> **Work to complete**: Write out the data again with "thickest part" swapped for "widest part" in every place it occurs, leaving everything else unchanged. Omit the pictures.

Excerpts from a point labeling dataset:
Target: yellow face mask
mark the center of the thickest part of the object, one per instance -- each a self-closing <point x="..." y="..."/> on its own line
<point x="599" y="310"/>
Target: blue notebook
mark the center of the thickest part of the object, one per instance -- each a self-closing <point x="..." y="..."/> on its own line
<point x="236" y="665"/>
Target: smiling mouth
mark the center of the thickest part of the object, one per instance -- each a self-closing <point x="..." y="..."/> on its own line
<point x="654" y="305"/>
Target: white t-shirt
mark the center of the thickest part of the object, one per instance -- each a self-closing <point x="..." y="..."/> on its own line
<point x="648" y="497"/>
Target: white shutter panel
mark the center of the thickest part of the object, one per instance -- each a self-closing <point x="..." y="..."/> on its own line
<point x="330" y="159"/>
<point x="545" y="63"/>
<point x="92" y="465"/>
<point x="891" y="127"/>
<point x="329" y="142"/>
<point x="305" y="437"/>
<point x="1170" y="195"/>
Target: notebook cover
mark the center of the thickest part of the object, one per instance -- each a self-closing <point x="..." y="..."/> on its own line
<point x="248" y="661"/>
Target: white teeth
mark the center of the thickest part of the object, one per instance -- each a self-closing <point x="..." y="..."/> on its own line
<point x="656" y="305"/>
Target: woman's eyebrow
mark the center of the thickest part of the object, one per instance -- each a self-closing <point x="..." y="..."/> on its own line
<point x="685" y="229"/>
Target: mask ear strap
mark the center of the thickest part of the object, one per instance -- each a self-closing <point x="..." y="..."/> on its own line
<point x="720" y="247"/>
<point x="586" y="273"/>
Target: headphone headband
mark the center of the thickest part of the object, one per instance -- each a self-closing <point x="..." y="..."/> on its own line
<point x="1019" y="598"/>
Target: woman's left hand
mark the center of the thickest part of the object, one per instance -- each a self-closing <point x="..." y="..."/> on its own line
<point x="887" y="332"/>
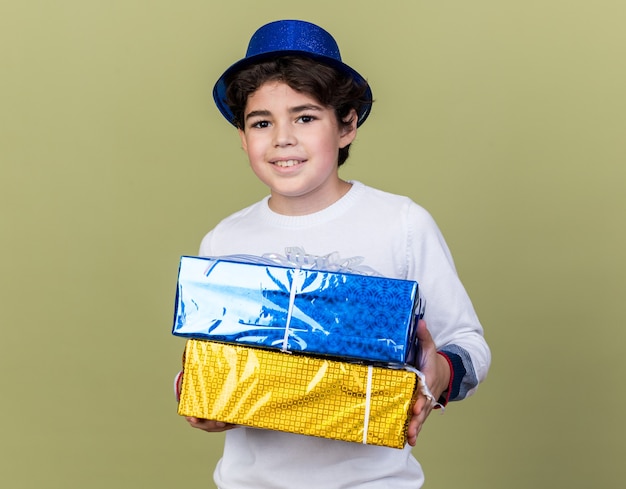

> **Answer to the task**:
Target: yellow face mask
mark the center of the widest part of the object, one per instance -- each a self-closing <point x="..." y="..."/> on its own line
<point x="599" y="310"/>
Target: blue notebook
mark the center of the widest part of the object, one per instance -- each a self-closing <point x="..." y="..."/> on its own line
<point x="236" y="665"/>
Target: smiling mouth
mark the center of the widest part of the object, one per instance -- each a self-closing <point x="..." y="..."/> on its own line
<point x="654" y="305"/>
Target: white t-shirt
mark the center of the widest part of the object, one per instance -- each a self-closing <point x="..." y="..."/> on its own line
<point x="648" y="497"/>
Target: white shutter panel
mark the center of the widest part of the object, one per instance -- each a self-closing <point x="..." y="..."/> on its own line
<point x="330" y="159"/>
<point x="545" y="63"/>
<point x="92" y="465"/>
<point x="891" y="127"/>
<point x="329" y="142"/>
<point x="305" y="437"/>
<point x="1170" y="195"/>
Target: notebook cover
mark the center of the widest part of the object, one per instance -- each a self-closing <point x="..." y="..."/> on its own line
<point x="248" y="661"/>
Target: white teeth
mark the center of the widest part of the object, one per instance -- each a self-closing <point x="..." y="..."/> on its own line
<point x="656" y="305"/>
Target: woman's eyebrow
mark the center of the widest part of the object, one per instance -- each a self-closing <point x="..." y="..."/> on its own line
<point x="685" y="229"/>
Target: mask ear strap
mark the center of the widest part of the object, one per instance -- each a self-closing <point x="..." y="..."/> on its own line
<point x="720" y="247"/>
<point x="586" y="273"/>
Target: headphone headband
mark the center of the widest part of the object, one per instance -- each a self-closing <point x="..." y="..."/> on its own line
<point x="1019" y="598"/>
Target: woman's left hand
mark the center of the widest part of the object, one per instance -- each a self-closing <point x="..." y="..."/> on its own line
<point x="887" y="332"/>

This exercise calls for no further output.